RECORDS SHOWN -
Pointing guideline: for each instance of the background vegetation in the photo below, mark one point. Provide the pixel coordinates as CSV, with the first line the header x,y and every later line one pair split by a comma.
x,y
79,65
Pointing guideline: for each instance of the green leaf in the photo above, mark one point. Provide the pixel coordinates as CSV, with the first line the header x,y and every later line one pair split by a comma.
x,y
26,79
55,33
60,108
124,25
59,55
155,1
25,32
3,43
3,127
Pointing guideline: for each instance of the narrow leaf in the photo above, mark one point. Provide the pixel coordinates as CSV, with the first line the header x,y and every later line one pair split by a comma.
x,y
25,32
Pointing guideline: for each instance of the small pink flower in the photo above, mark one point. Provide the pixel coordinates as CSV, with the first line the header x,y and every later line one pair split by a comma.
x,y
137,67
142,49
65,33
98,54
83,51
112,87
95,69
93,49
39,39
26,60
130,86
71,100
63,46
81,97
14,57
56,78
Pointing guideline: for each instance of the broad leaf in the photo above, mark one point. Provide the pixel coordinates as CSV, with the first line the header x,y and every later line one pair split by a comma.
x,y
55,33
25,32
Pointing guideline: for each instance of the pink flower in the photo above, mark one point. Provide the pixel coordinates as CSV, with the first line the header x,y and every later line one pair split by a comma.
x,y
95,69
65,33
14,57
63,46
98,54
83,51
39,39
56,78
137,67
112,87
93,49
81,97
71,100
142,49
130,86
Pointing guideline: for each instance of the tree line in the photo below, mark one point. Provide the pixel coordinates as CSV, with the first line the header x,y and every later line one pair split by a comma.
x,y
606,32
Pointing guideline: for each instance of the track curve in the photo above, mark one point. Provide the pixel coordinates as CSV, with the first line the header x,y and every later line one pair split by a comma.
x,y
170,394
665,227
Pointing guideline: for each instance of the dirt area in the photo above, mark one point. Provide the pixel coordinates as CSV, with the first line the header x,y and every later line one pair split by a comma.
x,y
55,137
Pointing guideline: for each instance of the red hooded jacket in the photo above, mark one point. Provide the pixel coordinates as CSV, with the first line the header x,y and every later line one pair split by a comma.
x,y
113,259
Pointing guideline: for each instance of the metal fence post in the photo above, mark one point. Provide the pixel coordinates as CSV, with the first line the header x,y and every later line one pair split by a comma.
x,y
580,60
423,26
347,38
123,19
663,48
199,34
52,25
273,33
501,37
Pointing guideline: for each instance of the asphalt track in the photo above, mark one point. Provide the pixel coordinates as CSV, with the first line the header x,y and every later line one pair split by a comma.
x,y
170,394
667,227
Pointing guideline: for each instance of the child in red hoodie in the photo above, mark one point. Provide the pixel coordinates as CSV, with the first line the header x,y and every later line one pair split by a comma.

TASK DIRECTIONS - What is needed is an exact transcription of every entry.

TASK ANSWER -
Pointing guideline: for each instance of the background vegetation in the photo below, mark one point. Provide the pixel coordinates as CSV, with the first line the header x,y and every later line one pair split by a comma.
x,y
79,65
Pointing guideline: for each instance of the green leaf in the photo above, mark one point. Provide the pixel coordinates as CSV, with the first line the header x,y and every later line one pair split by a comma.
x,y
26,79
55,33
60,108
124,25
59,55
155,1
25,32
3,43
3,127
Pointing guideline: for each instance of the narrow leaf in the photo above, mark one point. Provide the pixel coordinates as CSV, with the first line the header x,y and every later line one pair split by a comma.
x,y
25,32
Pointing guideline: for each instance of the small pink flower in the photo above, mark one point. Provide the pixel coordinates as CSV, with the first line the header x,y and every later line one pair split by a comma.
x,y
137,67
142,49
65,33
98,54
83,51
112,87
95,69
93,49
39,39
26,60
130,86
71,100
63,46
81,97
14,57
56,78
Pointing guideline: for each instance of the broad leaf in the photo above, mark one point. Provide the pixel coordinates as CSV, with the first line the header x,y and every later line one pair split by a comma.
x,y
55,33
25,32
Pointing guideline: for each instance of the pink flower in the photo above, mark one point. Provide the pixel coordinates as CSV, with the first line the header x,y and every later line one pair split by a comma.
x,y
95,69
65,33
14,57
63,46
98,54
83,51
39,39
56,78
137,67
112,87
93,49
81,97
71,100
142,49
130,86
Pointing guideline: for each instance of the tree line in the photo below, mark one point. Provide the pixel coordinates as CSV, with the first line the header x,y and every later line one pair split by a comma.
x,y
606,32
Pointing guideline: for each instance of the track curve in the photo above, mark one point. Provide the pixel coordinates as CSV, with the first line the header x,y and every later line one pair split by a comma.
x,y
170,394
665,227
Pointing guideline: for each instance of the dirt area in the photo above, mark one point. Provide the pixel coordinates as CSV, with the first line the header x,y and every later line one pair split by a comma.
x,y
55,137
Pointing guideline: for each instance of the red hooded jacket in the photo above, mark one point. Provide the pixel coordinates as CSV, with the first line the header x,y and every later line one pair split by a comma.
x,y
113,259
Pointing guideline: for each instance of the metal fence post in the photo above, mark one point. Provide the pixel coordinates as CSV, with the first line the header x,y and every later line one pair split by a comma.
x,y
580,60
423,26
347,38
123,19
663,48
199,34
52,25
273,33
501,37
Pointing guideline: for each instance of the asphalt track in the photo above, mark one point. Provide the pixel coordinates as CSV, with the first line the header x,y and every later line one pair split by a comma.
x,y
170,394
667,227
Pointing guideline: for each instance of the child in red hoodie in the photo above, mark one point. Provide the pixel coordinates as CSV, with the first line the header x,y and every later line one pair split by a comma.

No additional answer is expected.